Re: solrmarc - tweaks to standard number indexingand extraction

Naomi Dushay
Yes, Jim nailed it.   Apparently, if you have a book in hand and type  
in the ISBN from that book, it is sometimes an invalid ISBN (even  
though it is printed on the book), so it is in 020 subfield z.  So the  
user should get a match for that ISBN.  However, when we search Google  
Books, we don't want to use invalid numbers.

Similarly for ISSN:  022 subfields

a - good
l - good (a linking issn(?)
m - cancelled linking issn
y - incorrect issn
z - canceled issn

I also forgot to mention that (of course) we strip the OCLC prefix off  
those numbers as well.


On Jul 28, 2008, at 9:32 AM, James Farrugia wrote:

> Maybe because the subfield z for ISBN are invalid ones, so you  
> wouldn't want to use those externally, but maybe you would  
> internally, to be more inclusive in your search.
>
>
>>>> On 7/28/2008 at 12:30 PM, Andrew Nagy <[hidden email]>  
>>>> wrote:
>> Naomi - this seems quite valuable.  I ask why the need for 2 isbn  
>> and issn
>> fields.  Couldn't the isbn/issn fields be stripped down to just the  
>> number
>> codes and remove any erroneous information - such as whether the  
>> book is
>> paperback, etc.?
>>
>> Since the ISBN and ISSN numbers don't get displayed to the end user  
>> in the
>> search results, I don't see the reason to have the "unmassaged"  
>> field in the
>> index.
>>
>> And Yes - we'd be interested in including your code in the solrmarc  
>> project.
>>
>> Andrew
>>
>> From: [hidden email]
>> [mailto:[hidden email]] On Behalf Of Naomi
>> Dushay
>> Sent: Monday, July 28, 2008 12:22 PM
>> To: [hidden email]
>> Subject: [VuFind-Tech] solrmarc - tweaks to standard number  
>> indexing and
>> extraction
>>
>> Folks,
>>
>> Using code from the solrmarc project, I've done some (test-driven!)  
>> local
>> coding for standard numbers: ISBN, ISSN, OCLC and LCCN.  I thought  
>> I would
>> share the information, FWIW; I am happy to share the code as well  
>> if folks
>> are interested.  I also have the algorithms and a lot of relevant  
>> additional
>> information in a Stanford-only wiki, but I can presumably get a PDF  
>> version or
>> something that I could pass around (or possibly cut and paste the  
>> wiki text
>> into another wiki somewhere).

» **DATA PROVIDED**:
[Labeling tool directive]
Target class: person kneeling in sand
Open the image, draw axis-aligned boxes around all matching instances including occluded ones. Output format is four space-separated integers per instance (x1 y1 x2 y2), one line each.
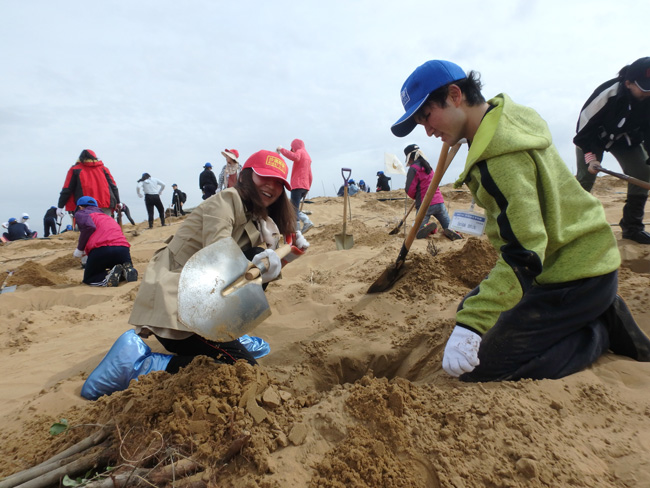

» **PROBLEM TO SOLVE**: Could you write out everything from "Similarly for ISSN:  022" down to "numbers as well." in the solrmarc thread again, swapping "good" for "valid"?

» **SOLUTION FOR THIS TASK**:
Similarly for ISSN:  022 subfields

a - valid
l - valid (a linking issn(?)
m - cancelled linking issn
y - incorrect issn
z - canceled issn

I also forgot to mention that (of course) we strip the OCLC prefix off  
those numbers as well.